Records to use
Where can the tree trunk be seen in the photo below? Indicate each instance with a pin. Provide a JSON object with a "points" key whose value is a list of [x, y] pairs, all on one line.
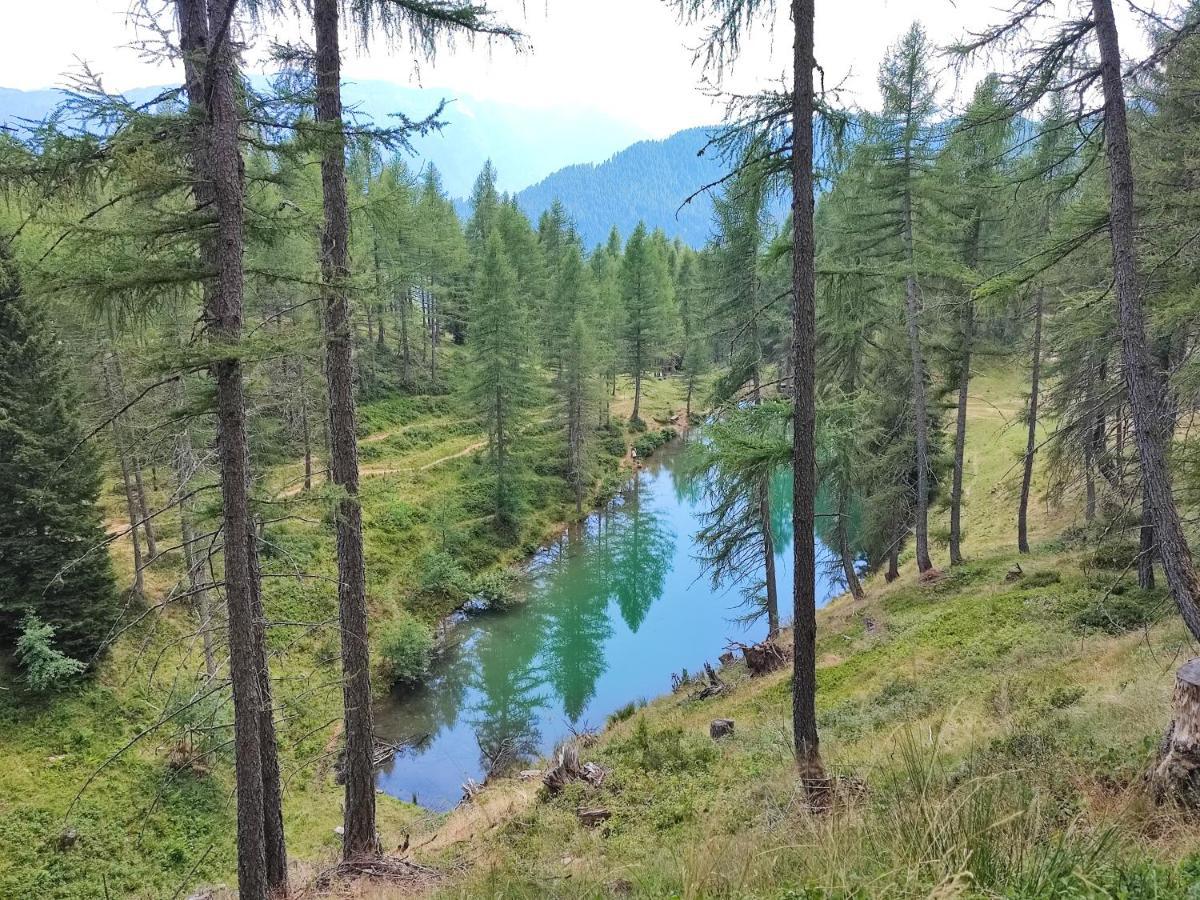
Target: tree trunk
{"points": [[960, 436], [126, 480], [845, 552], [1141, 385], [1023, 510], [768, 561], [1176, 774], [803, 352], [921, 412], [360, 838], [1146, 546], [185, 471], [217, 178]]}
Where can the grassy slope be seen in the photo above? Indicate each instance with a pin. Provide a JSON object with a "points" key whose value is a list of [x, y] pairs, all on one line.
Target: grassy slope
{"points": [[991, 737], [144, 829]]}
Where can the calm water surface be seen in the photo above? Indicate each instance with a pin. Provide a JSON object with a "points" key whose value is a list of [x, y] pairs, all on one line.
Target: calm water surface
{"points": [[616, 606]]}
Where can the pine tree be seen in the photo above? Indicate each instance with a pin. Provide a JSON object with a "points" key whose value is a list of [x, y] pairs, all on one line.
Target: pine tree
{"points": [[53, 555], [646, 295], [501, 385]]}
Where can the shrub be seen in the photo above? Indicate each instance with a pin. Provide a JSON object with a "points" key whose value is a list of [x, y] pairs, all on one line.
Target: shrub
{"points": [[498, 588], [624, 713], [43, 666], [666, 750], [1117, 613], [442, 576], [406, 651], [652, 441]]}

Directions
Your answer should be the lines from the one that contains "Target: tree trunk" through the last line of the material, copied exactly.

Written reply
Target: tree trunk
{"points": [[960, 436], [126, 480], [845, 552], [1141, 385], [1023, 510], [768, 561], [1176, 774], [803, 352], [921, 412], [360, 838], [1146, 546], [185, 471], [217, 178]]}
Where can the grassy slope be seen in the photo above? Indicate each instance with a pin. Provide a JSON object with a "points" key whose value is a list of [x, y] pairs, all on one line.
Target: grassy slope
{"points": [[991, 737], [144, 829]]}
Where can the calm water surface be seen in the photo above? Indicate each instance with a pin. Provide a JSON object with a "points" key whose value is a list of [x, y] pairs, all on one line.
Target: calm water surface
{"points": [[616, 606]]}
Where can the pine tree be seen in the photo above? Indicate each instance with a pin. Provide a JSON object with a "points" key whose value is a list of [x, y] pairs, all on one line.
Target: pine tree
{"points": [[53, 555], [646, 295], [501, 385]]}
Where can the shrub be seen in the photo above? Indicate each instance with a pin. Provide a JSON object with a "points" key whose value is a list of [x, y] pairs, all on one line.
Target: shrub
{"points": [[498, 588], [624, 713], [43, 666], [666, 750], [1117, 613], [442, 576], [406, 651], [652, 441]]}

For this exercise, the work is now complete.